Aufgaben
A. Aktualisiere die Datensätze, indem du „lily stem“ überall durch „flower stem“ ersetzt und alles Übrige unverändert lässt. Gib die Datensätze ohne die Bilder wieder.
B. Schreibe den Textauszug über Kirchen, Gewerkschaften und die Grünen-Basis im Anschluss an seinen letzten Satz weiter.
-------- Textauszug --------
Haben sich die kirchlichen Bewegungen anders verhalten, sich mehr für die Menschen eingesetzt im Sinne der oft verlautbarten Nächstenliebe? Ja, dies wurde zu einer gewissen Zeit sehr lautstark für die »armen Menschen im Osten« reklamiert, aber nur so lange, bis sie von ihrem Regime »erlöst« waren. Denn dann waren sie angekommen – nein, nicht im Paradies, sondern in einem anderen Regime mit immensen Wohnungspreisen, steigenden Steuer- und Versicherungslasten und oft auch ohne Arbeit. Als dann bekannt wurde, dass in einigen Kirchen-Einrichtungen die Nächstenliebe völlig falsch gehandhabt wurde, war es für manchen in den Alt-Bundesländern eine schockartige Offenbarung; derartige Auswüchse waren den Ossis erspart geblieben.
Aber genug der Vergangenheit, die heutige Zeit ist lehrreich genug. Allein die letzten vier Jahre waren von wesentlichen politischen Änderungen geprägt, beginnend von den Energie-Umbrüchen über die Gesetzesänderungen zu missliebigen Meinungsäußerungen bis zum höchsten Kreditvolumen in der BRD-Geschichte. Haben sich die Gewerkschaften und die Kirchen lautstark bemerkbar gemacht, um die Negativ-Folgen für die Gesellschaft zu artikulieren? Oder haben sie diese nicht kommen sehen – trotz klarer Haltungen vieler Experten dazu? Oder war es ihnen egal? Waren sie zu sehr mit eigenen, internen, »naheliegenden« Fragen beschäftigt? Wer sich mit hierarchischen Strukturen auskennt, weiß, dass altgewordene Organisationen »in sich selbst« rotieren können, ohne ein echtes Ergebnis herauszubringen … Zumindest waren sie nicht laut genug, dass sie es in die Mainstream-Medien geschafft haben. Auch wenn bei Demos, getragen von anderen Kräften, eine Gewerkschaft als »Mit-Organisator« auftritt, ist dies noch lange nicht laut genug – siehe obige Beispiele aus der Vergangenheit!
Früher hatte die Parteibasis von Bündnis 90/die Grünen auch eine wichtige mahnende Stimme: mal abgesehen von der Tatsache, dass die (östlich angestammten) Bündnis-Personen heute wirkungslos scheinen. Hat man diese Basis-Meinungen hören können, seitdem teure Energie unsinnigerweise aus Übersee herangeschifft wird? Auch das Hochfahren der Rüstungsindustrie – was ja umweltmäßig eine Katastrophe ist – hat die Grünen-Basis geschehen lassen. Oder als der Riesen- (oder sollte man besser sagen: Bomben-)Kredit mit parlamentarischen Tricks durchgeschaltet wurde? Die maßgeblichen Leute der Grünen hatten nichts dagegen – aber erst, nachdem sie sich eine Scheibe vom »großen Kuchen« gesichert hatten! Bezeichnend auch die Denkweise zu Zeiten der vorletzten Regierung: Der Verschleiß der öffentlichen Infrastruktur (dem jetzt angeblich mit 500 Milliarden Euro zu Leibe gerückt werden soll) war nicht beachtet worden, doch der CO2-»Ausstoß« (also das Pupsen) der Kühe war ein starkes Thema!
-------- Eingabedaten --------
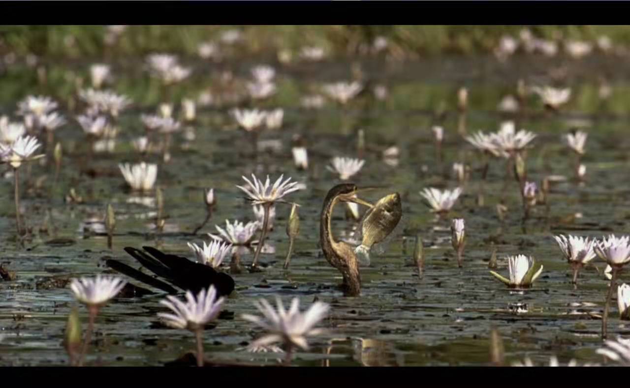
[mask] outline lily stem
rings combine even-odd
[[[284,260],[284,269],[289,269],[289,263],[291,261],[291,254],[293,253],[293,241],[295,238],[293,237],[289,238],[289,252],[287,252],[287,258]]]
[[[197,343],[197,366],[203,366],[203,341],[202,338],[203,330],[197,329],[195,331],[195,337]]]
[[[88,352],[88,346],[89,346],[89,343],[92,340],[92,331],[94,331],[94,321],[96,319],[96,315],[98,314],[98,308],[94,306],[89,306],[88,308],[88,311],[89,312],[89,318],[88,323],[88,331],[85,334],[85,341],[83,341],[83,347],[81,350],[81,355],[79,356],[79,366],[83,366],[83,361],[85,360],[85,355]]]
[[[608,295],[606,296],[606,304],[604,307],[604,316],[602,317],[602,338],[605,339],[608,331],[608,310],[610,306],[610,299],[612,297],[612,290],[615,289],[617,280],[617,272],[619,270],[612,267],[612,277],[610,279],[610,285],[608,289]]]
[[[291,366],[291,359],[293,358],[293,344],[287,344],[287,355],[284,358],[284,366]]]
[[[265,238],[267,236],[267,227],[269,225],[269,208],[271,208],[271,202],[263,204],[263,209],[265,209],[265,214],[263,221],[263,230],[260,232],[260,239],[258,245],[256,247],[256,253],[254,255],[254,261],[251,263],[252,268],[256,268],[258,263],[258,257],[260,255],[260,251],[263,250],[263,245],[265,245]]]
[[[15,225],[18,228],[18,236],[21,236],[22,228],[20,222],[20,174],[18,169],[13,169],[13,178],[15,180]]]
--------
Erwartete Antworten
A.
[mask] outline flower stem
rings combine even-odd
[[[284,260],[284,269],[289,269],[289,263],[291,261],[291,254],[293,253],[293,241],[295,238],[293,237],[289,238],[289,252],[287,252],[287,258]]]
[[[197,343],[197,366],[203,366],[203,341],[202,338],[203,330],[197,329],[195,331],[195,337]]]
[[[88,352],[88,346],[89,346],[89,343],[92,340],[92,331],[94,331],[94,321],[96,319],[96,315],[98,314],[98,308],[94,306],[89,306],[88,308],[88,311],[89,312],[89,318],[88,323],[88,331],[85,334],[85,341],[83,341],[83,347],[81,350],[81,355],[79,356],[79,366],[83,366],[83,361],[85,360],[85,355]]]
[[[608,295],[606,296],[606,304],[604,307],[604,316],[602,317],[602,338],[605,339],[608,331],[608,310],[610,306],[610,299],[612,297],[612,290],[615,289],[617,280],[617,272],[619,270],[612,267],[612,277],[610,279],[610,285],[608,289]]]
[[[291,366],[291,359],[293,358],[293,344],[287,344],[287,355],[284,358],[284,366]]]
[[[265,238],[267,236],[267,227],[269,225],[269,208],[271,208],[271,202],[263,204],[263,209],[265,209],[265,214],[263,221],[263,230],[260,232],[260,239],[258,245],[256,247],[256,253],[254,255],[254,261],[251,263],[252,268],[256,268],[258,263],[258,257],[260,255],[260,251],[263,250],[263,245],[265,245]]]
[[[15,225],[18,228],[18,236],[21,236],[22,228],[20,222],[20,174],[18,169],[13,169],[13,178],[15,180]]]

B.
Und obwohl die Neuverschuldung weiter anwuchs, war auch unter deren Regierungs-Mitverantwortung eine Erweiterung des Bundeskanzleramts beschlossen worden. die Kosten sollten unter 500 Millionen Euro bleiben – jetzt geht es schon in Richtung 800 Millionen Euro. Das Ziel dabei ist, alle ca. 500 Mitarbeiter des Bundeskanzlers unter einem Dach zu haben. Geht man davon aus, dass die Erweiterung für etwa die Hälfte, also 250 Personen, vorgesehen ist, dann ergibt sich (bei knapp einer Milliarde Euro) pro Schreibtischplatz ein Preis von knapp 4 Millionen Euro. Das kann sich m.W. kein Unternehmen leisten – aber die verschuldete Bundesrepublik!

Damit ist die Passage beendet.